CONSIGNES »
(A) Redonne tel quel le passage de la feuille de TD sur les polynômes qui va de "Feuille d'accompagnement TD" à "horner:=proc(l,x)", ces deux bouts compris.
(B) D'après la feuille de TD sur les polynômes, que désigne D dans Maple ?
(C) Reprends la feuille de TD sur les polynômes juste après sa dernière phrase.

TEXTE FOURNI »
%%

Feuille d'accompagnement TD :
algèbre linéaire et polynomes
Exercice 9
> P:=n->(X+1)^n-(X-1)^n:P(3);
> expand(");
> degree(",X),lcoeff(");
> degree(expand(P(1515)),X),lcoeff(expand(P(1515)));
> degree(expand(P(1789)),X),lcoeff(expand(P(1789)));
> Q:=n->(X^2+1)^n-(X^2-1)^n:Q(1515);
> degree(expand(Q(1515)),X),lcoeff(expand(Q(1515)));
> degree(expand(Q(1789)),X),lcoeff(expand(Q(1789)));
Exercice 10
>
horner:=proc(l,x)
local res,n,k;
n:=nops(l)-1; res:=l[n+1]; # res<-an
for k from 1 to n do #res<-res*x+a[n-k]
res:=res*x+l[n-k+1] od;
RETURN(res)
end;
> horner([1,3,-2,3,0,1],x);
> expand(");
Exercice 12
> with(orthopoly);
Warning, new definition for P
> seq(T(k,X),k=0..5);
> seq(U(k,X),k=0..5);
> subs(X=cos(theta),T(10,X));
> combine(",trig);
> subs(X=cos(theta),U(10,X));
> combine("*sin(theta),trig);
Exercices 13 et 14
> A:=X^6-4*X^3+2*X^2-1;B:=X^2+4;
> quo(A,B,X),rem(A,B,X);
> C:=4*X^3+X^2:D:=X+1+I:
Error, attempting to assign to `D` which is protected
D désigne l'opérateur de dérivation...
> C:=4*X^3+X^2:E:=X+1+I:
> quo(C,E,X),rem(C,E,X);
Exercice 23
> P:=n->X^(2*n+1)-(2*n+1)*X^(n+1)+(2*n+1)*X^n-1;
> subs(X=1,P(n));
> subs(X=1,diff(P(n),X));
> expand(");
> expand(subs(X=1,diff(P(n),X$2)));
> expand(subs(X=1,diff(P(n),X$3)));
> Q:=n->X^(2*n)-n^2*X^(n+1)+2*(n^2-1)*X^n-n^2*X^(n-1)+1;
> subs(X=1,Q(n));
> expand(subs(X=1,diff(Q(n),X)));
> expand(subs(X=1,diff(Q(n),X$2)));
> expand(subs(X=1,diff(Q(n),X$3)));
> expand(subs(X=1,diff(Q(n),X$4)));
Exercice 25
> P:=16*X^5-20*X^3+5*X-1;factor(P);
> solve(P);
On va dire à Maple de travailler sur un corps plus riche que Q, à savoir Q[sqrt(5)]...

%%

LISTE FOURNIE »
%%

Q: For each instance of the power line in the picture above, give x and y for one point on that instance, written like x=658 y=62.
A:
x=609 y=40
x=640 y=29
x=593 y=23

%%

RÉPONSES ATTENDUES »
(A)
Feuille d'accompagnement TD :
algèbre linéaire et polynomes
Exercice 9
> P:=n->(X+1)^n-(X-1)^n:P(3);
> expand(");
> degree(",X),lcoeff(");
> degree(expand(P(1515)),X),lcoeff(expand(P(1515)));
> degree(expand(P(1789)),X),lcoeff(expand(P(1789)));
> Q:=n->(X^2+1)^n-(X^2-1)^n:Q(1515);
> degree(expand(Q(1515)),X),lcoeff(expand(Q(1515)));
> degree(expand(Q(1789)),X),lcoeff(expand(Q(1789)));
Exercice 10
>
horner:=proc(l,x)

(B) L'opérateur de dérivation.

(C)
> factor(P,{sqrt(5)});
> factor(P,complex);
Il s'agit d'une factorisation "numérique"
Exercice 26
X^8-1
> P:=X^8-1:factor(P);
Il s'agit en fait de la factorisation sur Q
> solve(P);
> factor(P,{sqrt(2)});
> factor(P,{sqrt(2),I});
X^8+X^4+1
> P:=X^8+X^4+1:
> factor(P);
> solve(P);
Pouah !!!!
> evalc({"});
> factor(P,sqrt(3));
> factor(P,{sqrt(3),I});
Exercice 30
> P:=X^3-4*X^2+2*X-1;
> sols:={solve(P)};
> sols[1]^2+sols[2]^2+sols[3]^2;
> expand(");
> sols[1]^3+sols[2]^3+sols[3]^3:
Résultat illisible...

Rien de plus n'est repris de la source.